AIM OF THE EXERCISE.
Which lines in the rows below contain the word "segment"? Pull out each of them and copy it in full.
※ ※ ※
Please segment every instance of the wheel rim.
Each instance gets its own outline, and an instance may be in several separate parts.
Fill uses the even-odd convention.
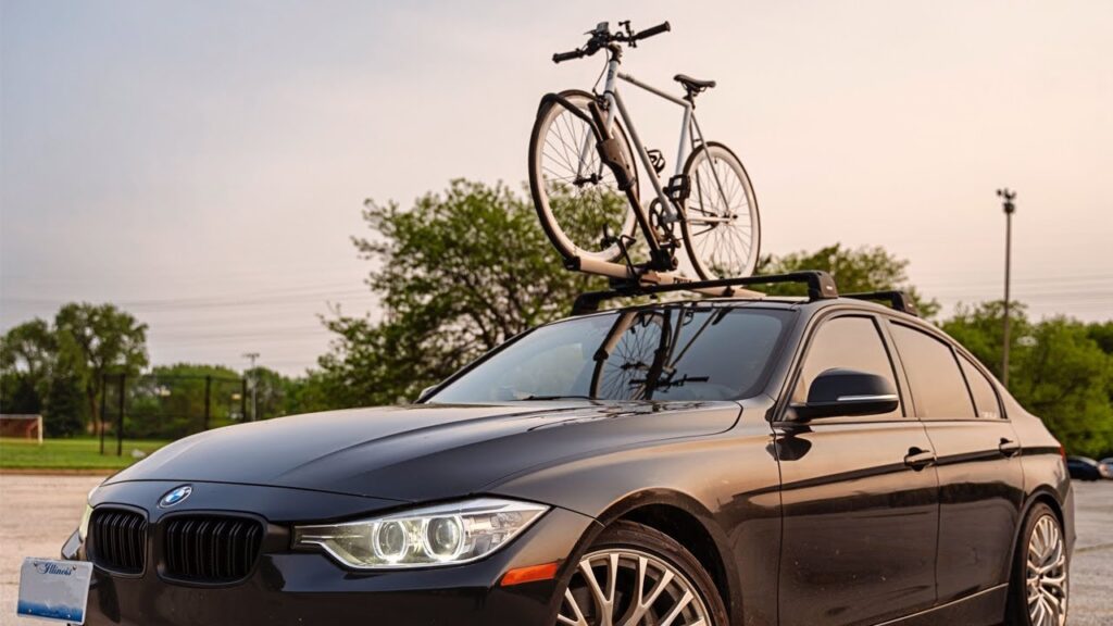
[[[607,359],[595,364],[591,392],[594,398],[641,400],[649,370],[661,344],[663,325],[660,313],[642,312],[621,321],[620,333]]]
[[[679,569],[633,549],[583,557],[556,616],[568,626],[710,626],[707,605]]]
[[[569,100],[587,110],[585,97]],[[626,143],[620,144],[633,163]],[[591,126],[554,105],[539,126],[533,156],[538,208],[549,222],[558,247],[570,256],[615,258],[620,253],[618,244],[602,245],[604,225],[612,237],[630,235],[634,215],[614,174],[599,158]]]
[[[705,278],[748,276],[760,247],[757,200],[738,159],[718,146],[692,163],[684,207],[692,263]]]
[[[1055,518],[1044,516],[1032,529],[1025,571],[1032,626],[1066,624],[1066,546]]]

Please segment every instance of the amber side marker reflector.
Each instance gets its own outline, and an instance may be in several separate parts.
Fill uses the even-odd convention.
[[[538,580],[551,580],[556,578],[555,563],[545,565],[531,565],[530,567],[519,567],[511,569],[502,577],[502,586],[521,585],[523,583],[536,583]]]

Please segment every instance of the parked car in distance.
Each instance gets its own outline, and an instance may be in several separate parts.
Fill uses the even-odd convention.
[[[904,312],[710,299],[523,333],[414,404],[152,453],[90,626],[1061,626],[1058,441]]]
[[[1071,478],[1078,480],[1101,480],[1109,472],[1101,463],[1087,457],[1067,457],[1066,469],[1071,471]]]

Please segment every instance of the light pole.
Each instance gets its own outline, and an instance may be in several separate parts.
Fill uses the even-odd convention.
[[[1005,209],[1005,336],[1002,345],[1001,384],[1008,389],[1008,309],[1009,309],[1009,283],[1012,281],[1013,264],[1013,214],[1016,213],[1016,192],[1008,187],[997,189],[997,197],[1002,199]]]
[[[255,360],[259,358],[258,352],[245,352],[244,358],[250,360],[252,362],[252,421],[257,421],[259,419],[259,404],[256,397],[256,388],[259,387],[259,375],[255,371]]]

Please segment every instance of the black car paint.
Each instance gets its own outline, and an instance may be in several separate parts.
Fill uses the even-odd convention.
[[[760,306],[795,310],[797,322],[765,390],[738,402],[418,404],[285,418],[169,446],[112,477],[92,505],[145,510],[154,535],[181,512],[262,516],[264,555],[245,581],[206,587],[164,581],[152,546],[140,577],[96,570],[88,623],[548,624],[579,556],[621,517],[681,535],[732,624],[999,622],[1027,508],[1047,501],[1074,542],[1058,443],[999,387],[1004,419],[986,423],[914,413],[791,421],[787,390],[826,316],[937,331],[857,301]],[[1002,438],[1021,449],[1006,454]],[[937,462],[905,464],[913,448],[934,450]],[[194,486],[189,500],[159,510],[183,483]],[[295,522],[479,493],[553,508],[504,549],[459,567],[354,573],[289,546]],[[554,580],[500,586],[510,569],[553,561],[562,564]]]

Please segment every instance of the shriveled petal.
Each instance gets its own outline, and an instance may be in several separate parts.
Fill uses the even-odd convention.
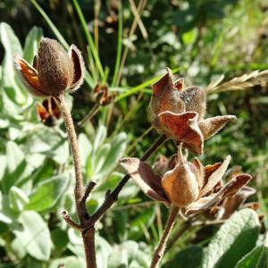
※ ※ ※
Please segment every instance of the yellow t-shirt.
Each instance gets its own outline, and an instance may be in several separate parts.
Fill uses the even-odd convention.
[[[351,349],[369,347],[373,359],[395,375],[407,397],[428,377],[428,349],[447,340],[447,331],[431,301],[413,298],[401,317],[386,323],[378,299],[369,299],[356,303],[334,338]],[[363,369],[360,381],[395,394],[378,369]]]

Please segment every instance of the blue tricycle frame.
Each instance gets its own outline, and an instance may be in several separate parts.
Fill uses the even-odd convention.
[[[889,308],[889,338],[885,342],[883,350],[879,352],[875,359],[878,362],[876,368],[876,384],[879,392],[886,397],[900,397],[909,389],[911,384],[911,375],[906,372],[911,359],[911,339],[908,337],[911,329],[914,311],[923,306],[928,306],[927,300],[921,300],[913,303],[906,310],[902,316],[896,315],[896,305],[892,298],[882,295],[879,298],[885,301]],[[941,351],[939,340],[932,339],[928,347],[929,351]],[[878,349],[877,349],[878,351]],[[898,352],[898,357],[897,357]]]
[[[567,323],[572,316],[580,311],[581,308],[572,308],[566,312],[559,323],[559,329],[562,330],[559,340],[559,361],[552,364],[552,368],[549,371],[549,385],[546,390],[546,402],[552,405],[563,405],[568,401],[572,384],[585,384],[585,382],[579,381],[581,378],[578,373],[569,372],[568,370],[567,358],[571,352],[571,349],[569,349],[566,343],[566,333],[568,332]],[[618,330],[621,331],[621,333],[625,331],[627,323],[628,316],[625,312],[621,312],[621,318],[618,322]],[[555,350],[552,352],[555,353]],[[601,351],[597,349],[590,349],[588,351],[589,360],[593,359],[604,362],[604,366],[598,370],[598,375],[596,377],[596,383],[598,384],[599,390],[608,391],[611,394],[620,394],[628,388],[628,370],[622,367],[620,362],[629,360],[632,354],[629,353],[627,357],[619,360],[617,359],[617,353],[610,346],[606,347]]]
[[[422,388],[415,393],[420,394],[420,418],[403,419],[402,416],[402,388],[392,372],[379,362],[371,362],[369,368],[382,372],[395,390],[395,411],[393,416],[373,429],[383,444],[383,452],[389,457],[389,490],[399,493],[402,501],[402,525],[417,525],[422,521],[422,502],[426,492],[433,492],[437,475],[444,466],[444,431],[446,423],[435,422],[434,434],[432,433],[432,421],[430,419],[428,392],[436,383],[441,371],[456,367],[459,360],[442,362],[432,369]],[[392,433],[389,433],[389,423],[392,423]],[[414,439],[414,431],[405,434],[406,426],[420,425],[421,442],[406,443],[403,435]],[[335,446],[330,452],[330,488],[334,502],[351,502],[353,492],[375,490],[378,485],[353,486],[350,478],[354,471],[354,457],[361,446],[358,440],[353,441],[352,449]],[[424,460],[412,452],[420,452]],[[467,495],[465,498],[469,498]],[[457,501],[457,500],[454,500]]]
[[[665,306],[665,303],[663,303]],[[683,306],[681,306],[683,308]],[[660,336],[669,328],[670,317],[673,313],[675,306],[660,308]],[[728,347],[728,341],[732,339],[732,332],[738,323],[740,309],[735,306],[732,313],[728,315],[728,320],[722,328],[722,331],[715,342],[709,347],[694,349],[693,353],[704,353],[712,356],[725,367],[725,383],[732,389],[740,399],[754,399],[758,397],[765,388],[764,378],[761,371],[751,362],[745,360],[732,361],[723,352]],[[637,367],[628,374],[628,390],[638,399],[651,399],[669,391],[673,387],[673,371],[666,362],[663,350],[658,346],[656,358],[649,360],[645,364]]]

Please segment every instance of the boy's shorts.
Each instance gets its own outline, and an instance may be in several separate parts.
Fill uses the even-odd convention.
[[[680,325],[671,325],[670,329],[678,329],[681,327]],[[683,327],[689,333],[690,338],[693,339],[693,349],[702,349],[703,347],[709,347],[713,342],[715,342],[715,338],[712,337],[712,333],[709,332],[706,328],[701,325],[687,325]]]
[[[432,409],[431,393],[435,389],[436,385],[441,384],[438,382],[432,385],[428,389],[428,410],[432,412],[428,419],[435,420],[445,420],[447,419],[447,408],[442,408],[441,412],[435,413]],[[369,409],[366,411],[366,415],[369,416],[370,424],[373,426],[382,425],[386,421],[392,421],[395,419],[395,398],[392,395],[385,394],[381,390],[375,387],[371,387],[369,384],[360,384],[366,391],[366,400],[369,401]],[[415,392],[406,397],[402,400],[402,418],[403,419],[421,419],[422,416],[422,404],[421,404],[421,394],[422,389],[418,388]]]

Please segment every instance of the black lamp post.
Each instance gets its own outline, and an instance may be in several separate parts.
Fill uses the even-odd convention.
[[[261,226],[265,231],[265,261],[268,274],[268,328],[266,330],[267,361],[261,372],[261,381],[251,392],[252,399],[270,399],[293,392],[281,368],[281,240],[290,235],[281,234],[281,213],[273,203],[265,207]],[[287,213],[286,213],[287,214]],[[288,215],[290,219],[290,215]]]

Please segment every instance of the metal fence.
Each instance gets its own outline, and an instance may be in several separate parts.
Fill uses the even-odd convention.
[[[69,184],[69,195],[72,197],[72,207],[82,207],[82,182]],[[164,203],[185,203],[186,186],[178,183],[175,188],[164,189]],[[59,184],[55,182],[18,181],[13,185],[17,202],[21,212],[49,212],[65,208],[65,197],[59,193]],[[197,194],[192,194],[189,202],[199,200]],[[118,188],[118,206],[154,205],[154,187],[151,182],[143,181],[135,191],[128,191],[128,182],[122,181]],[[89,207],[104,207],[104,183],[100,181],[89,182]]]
※ ※ ※
SOLVED EXERCISE.
Please segment every instance of the wheel rim.
Please segment every instance of the amber side marker reflector.
Please segment every instance of the parked car in distance.
Please segment every instance of the light pole.
Please segment every instance of the black car paint.
Please segment every instance of the shriveled petal.
Please segment every instance of the yellow t-shirt.
Please segment every instance of the blue tricycle frame.
Please segment every instance of the boy's shorts.
Please segment every instance of the black lamp post.
Please segment every instance of the metal fence.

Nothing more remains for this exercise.